• _EXCERPT PROVIDED_:
Next lets consider a directional or point light. Starting with a very large cone for the entire scene, we get a set of intersection slices along the entire frustum each of which has a range of normals. Since these regions are so huge, the normals will probably cover the full sphere, so the cones for any secondary effects will basically be larger spheres emenating out across the entire world. Not suprisingly, the orgin of the cone hierachy doesn't tell you much other than you have a camera frustum, it hits a bunch of stuff, and the secondary illumination could come from anywhere in the scene. Subdivision can proceed in several different ways. You could next subdivide the screen, or you could even subdivide in 3D (screen + depth), splitting into 8 child traces, but the farther depth slices are provisional (they may not accumulate anything). However, another dimension of subdivision, which makes sense here, is to subdivide the 2D direction of secondary (illumination) cones. This should be error guided, subdividing cones that contain high frequency illumination (stored in the octree) and contribute the most error. A bright point light will be found this way, or a direct light will just show up as a huge illumination spike in one cone direction. Subdivision of direction will then find the incoming light direction logarithimically. If there is no indirect illumination (all zeroed out in the octree), then the error guidance will expand in the direction dimension until it finds the primary light direction, and ignore the other directions.

• _WHAT YOU SHOULD DO_:
For each statement, (a), (b), and (c), say yes or no to whether it agrees with the cone-tracing excerpt, and quote the excerpt's deciding words.
(a) Subdividing in 3D produces 8 child traces.
(b) Cones for secondary illumination should be subdivided evenly, without regard to error.
(c) With no indirect illumination, the error guidance keeps expanding in direction until it reaches the primary light direction.
The items that come next have nothing to do with the cone-tracing excerpt.

• _RAW DATA_:
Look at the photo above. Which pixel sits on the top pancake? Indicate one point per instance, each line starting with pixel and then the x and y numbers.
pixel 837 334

...

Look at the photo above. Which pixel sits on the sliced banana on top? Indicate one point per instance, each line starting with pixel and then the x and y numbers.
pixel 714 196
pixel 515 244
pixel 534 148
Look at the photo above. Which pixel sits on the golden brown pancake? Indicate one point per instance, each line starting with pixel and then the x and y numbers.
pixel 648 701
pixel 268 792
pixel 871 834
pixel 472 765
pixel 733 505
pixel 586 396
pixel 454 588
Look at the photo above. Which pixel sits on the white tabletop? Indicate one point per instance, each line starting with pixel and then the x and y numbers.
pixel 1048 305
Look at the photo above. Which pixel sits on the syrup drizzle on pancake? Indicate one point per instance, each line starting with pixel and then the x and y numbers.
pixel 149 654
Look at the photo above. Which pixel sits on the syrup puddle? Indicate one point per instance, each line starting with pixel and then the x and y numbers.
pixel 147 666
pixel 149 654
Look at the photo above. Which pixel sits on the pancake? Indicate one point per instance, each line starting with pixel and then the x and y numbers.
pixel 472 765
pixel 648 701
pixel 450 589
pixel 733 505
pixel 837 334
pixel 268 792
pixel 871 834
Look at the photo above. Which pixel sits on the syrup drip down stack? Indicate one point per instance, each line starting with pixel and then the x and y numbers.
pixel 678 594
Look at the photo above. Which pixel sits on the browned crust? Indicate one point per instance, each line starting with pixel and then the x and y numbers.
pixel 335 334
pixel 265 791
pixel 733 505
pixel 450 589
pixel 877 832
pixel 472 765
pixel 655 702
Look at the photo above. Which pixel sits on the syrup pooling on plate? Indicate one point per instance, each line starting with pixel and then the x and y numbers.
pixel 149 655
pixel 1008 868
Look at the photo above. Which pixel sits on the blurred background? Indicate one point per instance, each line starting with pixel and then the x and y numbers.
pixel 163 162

...

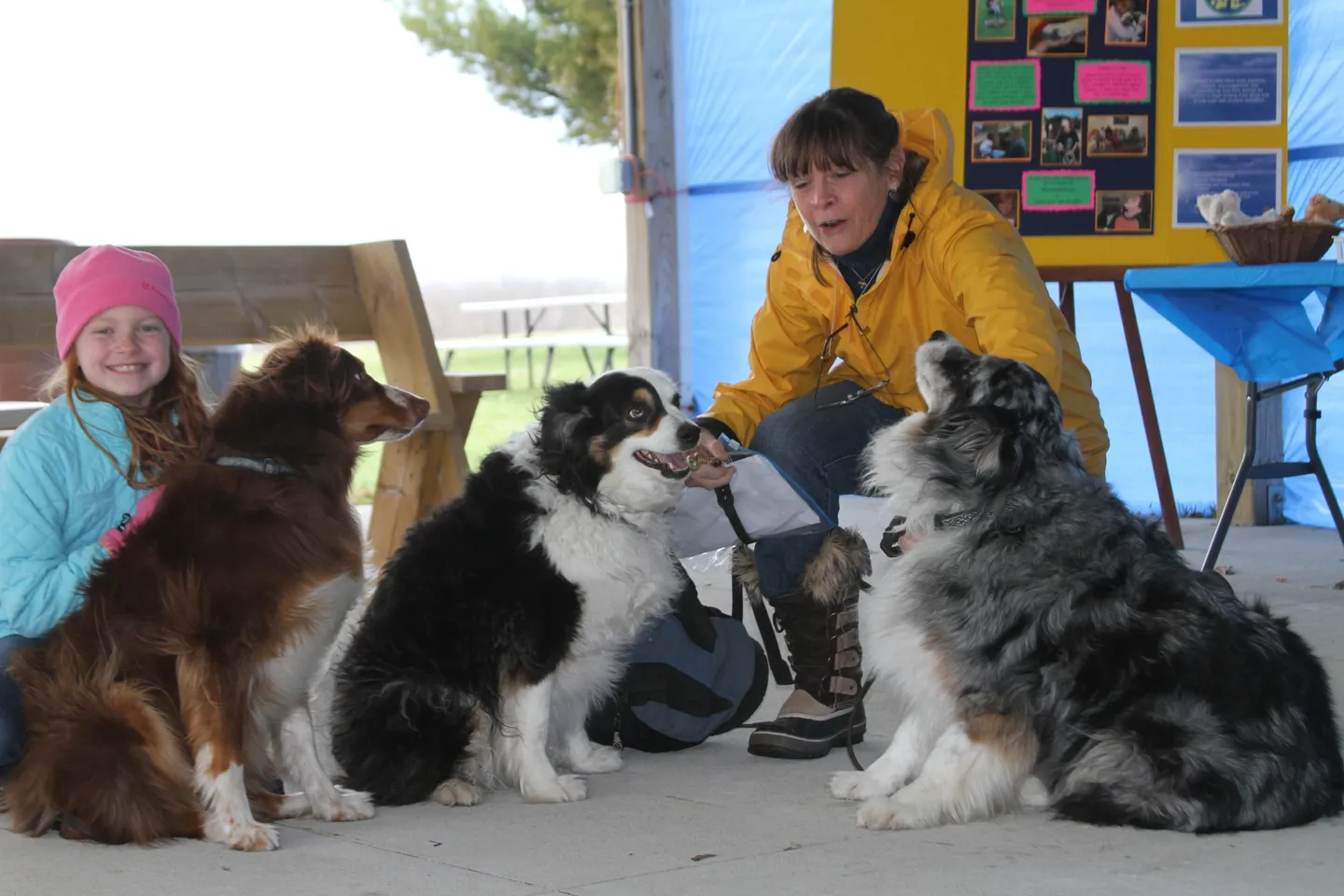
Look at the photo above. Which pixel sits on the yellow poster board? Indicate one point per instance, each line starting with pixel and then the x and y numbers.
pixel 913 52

• _EXPECTED ANSWER_:
(a) Yes: "splitting into 8 child traces"
(b) No: "This should be error guided, subdividing cones that contain high frequency illumination (stored in the octree) and contribute the most error."
(c) Yes: "then the error guidance will expand in the direction dimension until it finds the primary light direction, and ignore the other directions."